** VORLIEGENDER TEXT **
==========

Kurt Wendlandt über die Entstehung seiner Lichtgrafik-Serie Verwandlungen in der Fotozeitschrift FOTO PRISMA, 1966
Zuweilen bringt man etwas ganz anderes von einer Reise heim als man erwartet hat, etwas, das in einem Negativ verborgen ist und erst in der Dunkelkammer zum Vorschein kommt, überraschend, voll ungeahnter Möglichkeiten wie der „Mauervogel“ und das „Katzenuntier“ der kleinen Rosa aus lngenio auf Gran Canaria.
Ich hatte das Mädchen fotografiert, wie es zwischen seinen Gefährtinnen stand, die Blumen zum Verkauf in den Händen. Ihr Blick schweifte hinüber zum Nachbarhaus, und während die Freundinnen ihre Blumen an den Mann brachten, lief Rosa zur Mauer hinüber, deutete auf einen malerischen Fleck im bröckelnden Putz und sagte: ,,Sehen Sie den Vogel dort, Señor, und die Katze hinter ihm? Sie will ihn fressen. Machen Sie ein Bild von meinem Vogel, bitte!“ Sie drückte mir die Blumen in die Hand und blickte mich flehend an. Ich erfüllte Rosas Wunsch, obwohl mir die Fantasie des Mädchens reichlich überspannt erschien und ich insgeheim den Verlust des Filmmaterials bedauerte. Es würde mir später bestimmt fehlen. Vielleicht unterblieb das Bild der ganzen Reise: der Gipfel des Teide auf dem benachbarten Teneriffa, majestätisch über Meer und Wolken thronend oder eine Büßergruppe auf dem Fest der „Concepcion de la Virgen“.

==========

** VORLIEGENDE DATEN **
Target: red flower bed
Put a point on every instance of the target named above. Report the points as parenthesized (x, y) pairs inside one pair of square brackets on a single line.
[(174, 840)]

==========

** AUFGABEN **
• 1. Gib aus dem Bericht über den Mauervogel den Abschnitt aus, der mit „Kurt Wendlandt über“ beginnt und bis einschließlich „auf Gran Canaria.“ reicht.
• 2. Führe den Bericht über den Mauervogel im Anschluss an seinen letzten Satz weiter.

** LÖSUNGEN **
• 1.
Kurt Wendlandt über die Entstehung seiner Lichtgrafik-Serie Verwandlungen in der Fotozeitschrift FOTO PRISMA, 1966
Zuweilen bringt man etwas ganz anderes von einer Reise heim als man erwartet hat, etwas, das in einem Negativ verborgen ist und erst in der Dunkelkammer zum Vorschein kommt, überraschend, voll ungeahnter Möglichkeiten wie der „Mauervogel“ und das „Katzenuntier“ der kleinen Rosa aus lngenio auf Gran Canaria.

• 2.
Aber als ich mir nach Wochen die Aufnahme des „ Mauervogels“ anschaute, fand ich Rosas Fantasie gar nicht mehr so ausgefallen. Da reckte sich tatsächlich ein Vogelkopf, sträubte sich ein Gefieder, bildete sich ein ornamental gerundetes „Vogelzeichen“, und hinter ihm tauchte schattenhaft ein katzenköpfiges Wesen auf.
Ob Rosa mit einem spitzen Gegenstand und Kreide nachgeholfen hatte, die Gestalten ihrer Fantasie aus der Mauer zu befreien?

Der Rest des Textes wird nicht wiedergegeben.